[Aim of the task]: Starting from the first line, set down the entire listing exactly.

[Opening Material shown section]

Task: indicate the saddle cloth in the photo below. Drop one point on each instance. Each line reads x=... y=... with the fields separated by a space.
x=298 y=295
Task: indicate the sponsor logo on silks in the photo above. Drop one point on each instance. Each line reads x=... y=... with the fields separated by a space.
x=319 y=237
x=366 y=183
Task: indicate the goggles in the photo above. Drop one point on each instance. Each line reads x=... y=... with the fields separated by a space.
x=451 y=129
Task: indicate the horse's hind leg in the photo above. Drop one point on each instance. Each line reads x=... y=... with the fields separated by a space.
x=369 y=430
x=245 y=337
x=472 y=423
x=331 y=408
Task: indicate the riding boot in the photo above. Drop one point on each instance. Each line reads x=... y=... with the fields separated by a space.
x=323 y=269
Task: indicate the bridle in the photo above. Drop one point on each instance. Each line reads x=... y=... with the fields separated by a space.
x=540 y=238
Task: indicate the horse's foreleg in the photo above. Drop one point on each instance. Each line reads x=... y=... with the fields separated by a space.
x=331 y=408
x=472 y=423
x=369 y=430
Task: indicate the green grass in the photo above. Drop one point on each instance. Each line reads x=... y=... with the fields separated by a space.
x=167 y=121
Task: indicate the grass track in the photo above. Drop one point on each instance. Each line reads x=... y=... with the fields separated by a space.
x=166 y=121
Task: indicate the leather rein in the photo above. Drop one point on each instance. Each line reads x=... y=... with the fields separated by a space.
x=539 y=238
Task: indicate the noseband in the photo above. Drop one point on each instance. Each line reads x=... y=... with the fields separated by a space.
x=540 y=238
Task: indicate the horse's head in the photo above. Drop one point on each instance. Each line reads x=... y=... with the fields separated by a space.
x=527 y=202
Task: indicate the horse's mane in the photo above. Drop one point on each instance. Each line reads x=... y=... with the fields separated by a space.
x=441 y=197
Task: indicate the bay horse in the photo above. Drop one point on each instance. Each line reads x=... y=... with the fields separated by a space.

[Closing Material shown section]

[Result]:
Task: indicate the saddle cloth in the photo below. Drop one point on each instance. Each line reads x=... y=... with the fields separated by a space.
x=298 y=295
Task: indicate the sponsor logo on silks in the photo above. Drop one point on each instance. Each line reads x=... y=... with the fields separated by a space.
x=319 y=237
x=366 y=183
Task: indicate the goggles in the photo above. Drop one point on each instance. Each line reads x=... y=... with the fields separated by a space.
x=451 y=129
Task: indicate the horse's hind leg in the photo above. Drop one point on each instance. Each line reads x=... y=... with the fields separated by a space.
x=369 y=430
x=245 y=337
x=472 y=423
x=331 y=408
Task: indicate the riding boot in the photo above. Drop one point on each instance. Each line reads x=... y=... with the fields separated by a space.
x=323 y=269
Task: indicate the bridle in the photo above. Drop one point on each instance. Each line reads x=... y=... with the fields separated by a space.
x=540 y=238
Task: indicate the horse's foreleg in the photo above. Drop one point on each instance. Each line reads x=... y=... with the fields separated by a space.
x=331 y=408
x=472 y=423
x=369 y=430
Task: indicate the green grass in the photo above. Drop one point on each instance. Each line reads x=... y=... with the fields separated by a space.
x=167 y=121
Task: indicate the grass track in the photo above. Drop one point on each instance. Each line reads x=... y=... with the fields separated by a space.
x=166 y=121
Task: indicate the leather rein in the photo above. Drop one point on each instance. Each line reads x=... y=... with the fields separated by a space.
x=539 y=238
Task: indicate the noseband in the photo above. Drop one point on each instance. Each line reads x=... y=... with the fields separated by a space.
x=540 y=238
Task: indicate the horse's head in the photo above. Drop one point on each instance. Each line reads x=... y=... with the fields separated by a space.
x=527 y=202
Task: indicate the horse's mane in the photo above. Drop one point on each instance. Each line reads x=... y=... with the fields separated by a space.
x=441 y=197
Task: indicate the bay horse in the photo above. Drop one point on each instance. Each line reads x=... y=... with the fields separated by a space.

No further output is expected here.